The specimen consists of an incomplete but partly articulated skull and a number of cervical vertebrae exposed in ventral view on a small slab of pink-grey limestone. The skull includes a fragmentary right maxilla (with teeth), the co-ossified frontals and parietals, right jugal, postorbitofrontals, supratemporals, squamosals, quadrates, the right dentary and fragmentary postdentary bones; the occipital region of the skull is hidden beneath a calcareous deposit. Some elements, such as the jugals, are preserved only as impressions. The skull is small, measuring only 60–70 millimeters in length.
The genus is named for the Judean Hills where the holotype of Judeasaurus tchernovi was discovered ("Judea lizard"), and the etymology of the species name honours Eitan Tchernov for his contributions to the paleontology of Israel.
Haber and Polcyn (2005, p. 249) diagnose Judeasaurus tchernovi as a varanoid lizard:
distinguished from other varanoids by the conical shape of the parietal process of the supratemporal and the way it is nested syndesmotically within the lateral wall of the parietal suspensorial ramus, and by the following unique combination of characters: broad premaxilla, nasal capsule floored by the anterior part of the maxilla, postorbitofrontal-parietal contact at least as extensive postorbitofrontal-frontal contact, suspensorial arcade is almost vertical, concave 'question-mark'-shaped quadrate with well-developed suprastapedial process and tympanic ala, fused frontals, M-shaped frontoparietal suture, weakly developed descending processes of the frontal, moderately retracted nares, closely spaced teeth with narrow bases, 14-16 mandibular teeth, no plicidentine.

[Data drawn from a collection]
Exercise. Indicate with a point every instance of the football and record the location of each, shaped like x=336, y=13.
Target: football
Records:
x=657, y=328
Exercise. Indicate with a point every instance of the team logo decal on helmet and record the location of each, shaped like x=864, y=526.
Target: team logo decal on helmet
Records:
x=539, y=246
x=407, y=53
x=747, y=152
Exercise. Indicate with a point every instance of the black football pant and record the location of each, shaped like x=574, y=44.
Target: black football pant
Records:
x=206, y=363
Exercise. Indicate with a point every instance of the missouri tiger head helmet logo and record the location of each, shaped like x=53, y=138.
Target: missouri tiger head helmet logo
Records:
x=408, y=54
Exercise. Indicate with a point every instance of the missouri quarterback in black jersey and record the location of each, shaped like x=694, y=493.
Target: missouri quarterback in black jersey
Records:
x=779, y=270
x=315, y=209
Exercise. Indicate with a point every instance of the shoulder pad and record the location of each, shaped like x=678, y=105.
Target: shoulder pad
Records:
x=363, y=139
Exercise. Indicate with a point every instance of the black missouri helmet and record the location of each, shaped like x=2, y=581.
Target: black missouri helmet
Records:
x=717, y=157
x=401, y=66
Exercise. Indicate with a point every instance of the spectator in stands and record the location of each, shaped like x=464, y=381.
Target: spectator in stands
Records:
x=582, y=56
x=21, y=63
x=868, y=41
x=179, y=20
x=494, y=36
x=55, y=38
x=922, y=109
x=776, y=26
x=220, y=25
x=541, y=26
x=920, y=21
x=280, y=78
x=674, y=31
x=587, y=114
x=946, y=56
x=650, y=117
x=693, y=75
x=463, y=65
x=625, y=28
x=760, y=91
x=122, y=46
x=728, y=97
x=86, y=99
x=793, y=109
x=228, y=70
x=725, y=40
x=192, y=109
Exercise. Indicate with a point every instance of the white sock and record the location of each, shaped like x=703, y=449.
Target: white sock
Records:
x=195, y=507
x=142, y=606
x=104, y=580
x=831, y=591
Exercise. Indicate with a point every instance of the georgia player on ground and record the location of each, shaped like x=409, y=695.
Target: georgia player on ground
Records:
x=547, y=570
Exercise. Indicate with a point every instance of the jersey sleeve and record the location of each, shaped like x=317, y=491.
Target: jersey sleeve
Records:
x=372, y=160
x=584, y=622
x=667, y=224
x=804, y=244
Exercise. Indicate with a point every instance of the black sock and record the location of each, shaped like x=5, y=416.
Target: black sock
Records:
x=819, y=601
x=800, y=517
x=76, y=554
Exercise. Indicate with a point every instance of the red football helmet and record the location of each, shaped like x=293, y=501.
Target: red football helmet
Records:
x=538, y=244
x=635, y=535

— Tasks for this exercise —
(A) Answer these from the Judeasaurus passage:
(i) What kind of stone is the slab holding the specimen?
(ii) Who is honored by the species name?
(iii) How many mandibular teeth does the diagnosis give?
(B) Summarize the Judeasaurus passage in two sentences.
(C) Extend the Judeasaurus passage by writing what follows its final sentence.

— Answers for each item —
(A)
(i) Pink-grey limestone.
(ii) Eitan Tchernov.
(iii) 14–16.

(B) Judeasaurus tchernovi is known from a small, incomplete but partly articulated skull and several neck vertebrae on a limestone slab from the Judean Hills, and its name honors both that region and Eitan Tchernov. Haber and Polcyn diagnose it as a varanoid lizard set apart by the conical parietal process of the supratemporal and a unique combination of skull and tooth characters.

(C)
Haber and Polcyn (2005, 251-254) compare Judeasaurus with other marine varanoids (Adriosaurus and Pontosaurus), basal mosasauroids (including Tethysaurus, Haasiasaurus, and Halisaurus) and with members of the paraphyleticAigialosauridae, and determined that Judeasaurus "represents a new taxon within Varanoidea, related to mosasauroids based on its fused frontals and circular quadrate." An affiliation with another group of Late Cretaceous marine varanoids, the Dolichosauridae, is proposed but this relationship remains unresolved due to the poorly understood nature of dolichosaurs.
References
Haber, A. et Polcyn, M. J. 2005. "A new marine varanoid from the Cenomanian of the Middle East." Netherlands Journal of Geosciences (Geologie en Mijnbouw) 84 (3):247-255.